[Task requirements]: Reproduce each line below without any alteration.

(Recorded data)
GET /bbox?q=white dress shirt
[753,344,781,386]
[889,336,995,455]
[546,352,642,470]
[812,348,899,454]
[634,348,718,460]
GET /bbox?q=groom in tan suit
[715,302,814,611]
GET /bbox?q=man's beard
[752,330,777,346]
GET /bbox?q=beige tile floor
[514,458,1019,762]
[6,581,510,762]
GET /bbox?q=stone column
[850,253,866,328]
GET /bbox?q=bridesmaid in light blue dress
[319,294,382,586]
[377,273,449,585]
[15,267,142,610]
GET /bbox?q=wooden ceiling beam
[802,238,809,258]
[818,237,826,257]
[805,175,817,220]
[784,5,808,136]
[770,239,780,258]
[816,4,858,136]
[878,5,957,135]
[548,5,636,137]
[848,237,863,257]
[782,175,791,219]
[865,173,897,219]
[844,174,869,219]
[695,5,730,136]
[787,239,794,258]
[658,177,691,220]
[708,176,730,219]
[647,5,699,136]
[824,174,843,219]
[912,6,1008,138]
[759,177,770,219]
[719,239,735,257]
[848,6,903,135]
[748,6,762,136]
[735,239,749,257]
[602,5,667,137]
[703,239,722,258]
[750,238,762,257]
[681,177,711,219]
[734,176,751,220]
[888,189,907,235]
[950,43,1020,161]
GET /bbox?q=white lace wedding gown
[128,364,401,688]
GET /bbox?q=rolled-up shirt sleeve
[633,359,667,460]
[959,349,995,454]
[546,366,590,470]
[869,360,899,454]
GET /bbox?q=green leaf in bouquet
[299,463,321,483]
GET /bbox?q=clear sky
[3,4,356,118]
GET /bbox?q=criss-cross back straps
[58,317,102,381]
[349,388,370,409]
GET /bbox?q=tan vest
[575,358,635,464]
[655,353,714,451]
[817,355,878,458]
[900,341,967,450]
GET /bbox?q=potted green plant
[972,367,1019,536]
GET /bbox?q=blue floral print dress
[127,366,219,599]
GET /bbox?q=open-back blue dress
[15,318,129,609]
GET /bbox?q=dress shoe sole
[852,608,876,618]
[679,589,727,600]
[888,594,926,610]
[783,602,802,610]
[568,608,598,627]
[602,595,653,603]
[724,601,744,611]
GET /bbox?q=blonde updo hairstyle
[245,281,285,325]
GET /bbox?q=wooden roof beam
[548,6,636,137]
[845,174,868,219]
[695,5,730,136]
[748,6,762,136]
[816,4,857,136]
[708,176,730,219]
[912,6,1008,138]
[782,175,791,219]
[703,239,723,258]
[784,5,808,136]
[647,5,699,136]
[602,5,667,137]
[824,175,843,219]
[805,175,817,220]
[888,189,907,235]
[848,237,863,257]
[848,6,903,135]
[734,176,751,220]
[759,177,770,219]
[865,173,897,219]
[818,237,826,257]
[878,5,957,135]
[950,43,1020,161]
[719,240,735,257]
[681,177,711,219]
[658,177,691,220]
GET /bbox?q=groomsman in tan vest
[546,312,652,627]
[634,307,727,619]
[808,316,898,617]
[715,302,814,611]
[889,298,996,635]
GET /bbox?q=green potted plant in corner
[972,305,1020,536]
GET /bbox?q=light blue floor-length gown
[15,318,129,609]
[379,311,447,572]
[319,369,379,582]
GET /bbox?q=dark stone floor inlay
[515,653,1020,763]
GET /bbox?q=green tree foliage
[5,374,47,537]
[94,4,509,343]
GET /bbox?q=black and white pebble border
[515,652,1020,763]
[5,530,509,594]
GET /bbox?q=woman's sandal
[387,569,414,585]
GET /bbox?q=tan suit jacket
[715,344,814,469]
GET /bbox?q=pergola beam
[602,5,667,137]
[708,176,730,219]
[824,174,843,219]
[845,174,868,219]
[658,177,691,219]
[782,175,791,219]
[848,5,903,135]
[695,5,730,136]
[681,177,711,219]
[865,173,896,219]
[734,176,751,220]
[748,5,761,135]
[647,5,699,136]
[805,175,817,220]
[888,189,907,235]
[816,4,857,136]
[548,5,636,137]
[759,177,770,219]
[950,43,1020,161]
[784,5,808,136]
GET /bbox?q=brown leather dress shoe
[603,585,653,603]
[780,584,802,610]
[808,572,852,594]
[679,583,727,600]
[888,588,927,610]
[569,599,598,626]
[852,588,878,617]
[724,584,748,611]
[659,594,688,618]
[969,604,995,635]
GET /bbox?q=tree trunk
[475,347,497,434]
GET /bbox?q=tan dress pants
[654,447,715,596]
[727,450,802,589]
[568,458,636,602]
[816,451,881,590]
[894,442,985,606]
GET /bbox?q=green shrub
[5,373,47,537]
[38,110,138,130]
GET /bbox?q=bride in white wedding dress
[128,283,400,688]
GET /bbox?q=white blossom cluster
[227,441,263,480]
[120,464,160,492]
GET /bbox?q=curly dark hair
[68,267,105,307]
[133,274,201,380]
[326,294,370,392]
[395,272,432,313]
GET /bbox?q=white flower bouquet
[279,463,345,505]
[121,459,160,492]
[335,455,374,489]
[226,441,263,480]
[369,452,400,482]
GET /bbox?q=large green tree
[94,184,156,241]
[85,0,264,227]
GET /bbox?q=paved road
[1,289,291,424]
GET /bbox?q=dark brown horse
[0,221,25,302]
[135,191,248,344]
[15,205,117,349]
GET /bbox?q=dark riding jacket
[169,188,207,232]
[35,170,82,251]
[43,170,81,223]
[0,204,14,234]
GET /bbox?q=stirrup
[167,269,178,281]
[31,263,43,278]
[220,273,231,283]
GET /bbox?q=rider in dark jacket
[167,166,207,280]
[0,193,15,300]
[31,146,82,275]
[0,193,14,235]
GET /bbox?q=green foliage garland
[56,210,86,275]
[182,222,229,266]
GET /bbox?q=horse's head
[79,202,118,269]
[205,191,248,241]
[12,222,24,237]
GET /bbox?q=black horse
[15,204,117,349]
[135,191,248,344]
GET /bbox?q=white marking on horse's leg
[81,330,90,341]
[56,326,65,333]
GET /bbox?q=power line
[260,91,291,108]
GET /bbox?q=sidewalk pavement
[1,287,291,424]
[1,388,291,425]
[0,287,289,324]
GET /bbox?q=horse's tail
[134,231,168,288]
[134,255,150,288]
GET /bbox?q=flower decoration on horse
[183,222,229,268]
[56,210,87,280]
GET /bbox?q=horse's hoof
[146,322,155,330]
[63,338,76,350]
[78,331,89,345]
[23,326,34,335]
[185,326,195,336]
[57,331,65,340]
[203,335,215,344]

[Written response]:
GET /bbox?q=white dress shirt
[753,344,781,386]
[889,336,995,455]
[546,352,642,470]
[812,348,899,454]
[634,348,718,460]
GET /bbox?q=groom in tan suit
[715,302,814,611]
GET /bbox?q=man's beard
[752,330,777,346]
GET /bbox?q=beige tile floor
[514,458,1019,762]
[6,581,510,762]
GET /bbox?q=stone column
[850,253,866,328]
GET /bbox?q=bridesmaid in light blue dress
[319,294,382,586]
[377,273,449,585]
[15,267,142,610]
GET /bbox?q=wooden ceiling beam
[802,238,809,258]
[818,237,826,257]
[805,175,817,220]
[784,5,808,136]
[770,239,780,258]
[816,4,858,136]
[878,5,957,135]
[548,5,636,137]
[848,237,863,257]
[782,175,791,219]
[865,173,897,219]
[844,174,869,219]
[695,5,730,136]
[787,239,794,258]
[658,177,691,220]
[708,176,730,219]
[647,5,699,136]
[824,174,843,219]
[912,6,1008,138]
[759,177,770,219]
[719,239,735,257]
[848,6,903,135]
[748,6,762,136]
[735,239,749,257]
[602,5,667,137]
[703,239,722,258]
[750,238,762,257]
[681,177,711,219]
[734,176,751,220]
[888,189,907,235]
[950,43,1020,161]
GET /bbox?q=white lace wedding gown
[128,364,401,688]
GET /bbox?q=rolled-up shirt sleeve
[633,359,667,460]
[959,349,995,454]
[546,366,590,470]
[869,360,899,454]
GET /bbox?q=green leaf in bouquet
[299,463,321,483]
GET /bbox?q=clear sky
[3,4,356,118]
GET /bbox?q=criss-cross back straps
[58,317,102,381]
[349,388,370,409]
GET /bbox?q=tan vest
[575,358,635,464]
[655,353,714,451]
[817,355,878,458]
[900,341,967,450]
GET /bbox?q=potted green plant
[972,367,1019,536]
GET /bbox?q=blue floral print dress
[127,366,219,599]
GET /bbox?q=open-back blue dress
[15,318,129,609]
GET /bbox?q=dress shoe sole
[852,608,876,618]
[679,589,727,600]
[888,594,926,610]
[783,602,802,610]
[568,608,598,627]
[602,595,653,603]
[724,601,744,611]
GET /bbox?q=blonde updo hairstyle
[245,281,285,325]
GET /bbox?q=wooden roof beam
[548,6,636,137]
[845,174,868,219]
[695,5,730,136]
[748,6,762,136]
[816,4,857,136]
[708,176,730,219]
[912,6,1008,138]
[782,175,791,219]
[703,239,723,258]
[784,5,808,136]
[647,5,699,136]
[602,5,667,137]
[824,175,843,219]
[805,175,817,220]
[888,189,907,235]
[848,237,863,257]
[848,6,903,135]
[734,176,751,220]
[759,177,770,219]
[865,173,897,219]
[818,237,826,257]
[878,5,957,135]
[950,43,1020,161]
[719,240,735,257]
[681,177,711,219]
[658,177,691,220]
GET /bbox?q=groomsman in tan vest
[546,312,652,627]
[634,307,727,619]
[808,316,898,617]
[715,302,814,611]
[889,298,996,635]
GET /bbox?q=green potted plant in corner
[972,305,1020,536]
GET /bbox?q=light blue floor-length gown
[15,318,129,609]
[379,311,447,572]
[319,369,379,582]
GET /bbox?q=dark stone floor inlay
[515,653,1020,763]
GET /bbox?q=green tree foliage
[5,374,47,537]
[94,4,509,343]
GET /bbox?q=black and white pebble border
[515,652,1020,763]
[5,530,509,594]
GET /bbox?q=woman's sandal
[387,569,414,585]
GET /bbox?q=tan suit jacket
[715,344,814,469]
GET /bbox?q=pergola beam
[602,5,667,137]
[708,176,730,219]
[824,174,843,219]
[845,174,868,219]
[658,177,691,219]
[782,175,791,219]
[848,5,903,135]
[695,5,730,136]
[681,177,711,219]
[865,173,896,219]
[734,176,751,220]
[748,5,761,135]
[647,5,699,136]
[805,175,817,220]
[888,189,907,235]
[816,4,857,136]
[548,5,636,137]
[759,177,770,219]
[950,43,1020,161]
[784,5,808,136]
GET /bbox?q=brown leather dress shoe
[603,585,653,603]
[780,584,802,610]
[808,572,852,594]
[679,583,727,600]
[888,588,927,610]
[569,599,598,626]
[852,588,878,617]
[724,584,748,611]
[659,594,688,618]
[969,604,995,635]
GET /bbox?q=tree trunk
[475,347,497,434]
GET /bbox?q=tan dress pants
[654,447,715,596]
[727,450,802,589]
[568,458,636,602]
[816,451,881,590]
[894,442,985,606]
GET /bbox?q=green shrub
[5,373,47,537]
[38,110,138,130]
GET /bbox?q=bride in white wedding dress
[128,283,400,688]
GET /bbox?q=white blossom cluster
[227,441,263,480]
[120,464,160,492]
GET /bbox?q=curly dark hair
[68,267,105,307]
[133,274,201,380]
[326,294,370,392]
[395,272,432,313]
GET /bbox?q=white flower bouquet
[279,463,345,505]
[121,459,160,492]
[335,455,374,489]
[226,441,263,480]
[369,452,400,482]
GET /bbox?q=large green tree
[94,184,156,241]
[85,0,264,227]
GET /bbox?q=paved road
[1,289,291,424]
GET /bbox?q=dark brown horse
[0,221,25,302]
[135,191,248,344]
[15,205,117,349]
GET /bbox?q=dark riding jacket
[169,188,207,232]
[35,170,82,251]
[43,170,81,223]
[0,204,14,234]
GET /bbox?q=stirrup
[167,269,178,281]
[31,263,43,278]
[220,273,231,283]
GET /bbox?q=rider in dark jacket
[167,166,207,280]
[0,193,15,300]
[31,146,82,275]
[0,193,14,235]
GET /bbox?q=green foliage garland
[56,210,86,275]
[182,222,229,266]
GET /bbox?q=horse's head
[79,202,118,269]
[205,191,248,241]
[12,222,24,237]
GET /bbox?q=black horse
[15,204,117,349]
[135,191,248,344]
GET /bbox?q=white marking on horse's leg
[81,330,90,341]
[56,326,65,333]
GET /bbox?q=power line
[260,91,291,108]
GET /bbox?q=sidewalk pavement
[1,287,291,424]
[1,388,291,425]
[0,287,289,324]
GET /bbox?q=horse's tail
[134,231,168,288]
[134,255,150,288]
GET /bbox?q=flower decoration on horse
[183,222,229,268]
[56,210,87,280]
GET /bbox?q=horse's hoof
[146,322,155,330]
[63,338,76,350]
[78,331,89,345]
[23,326,34,335]
[185,326,195,336]
[57,331,65,340]
[203,335,215,344]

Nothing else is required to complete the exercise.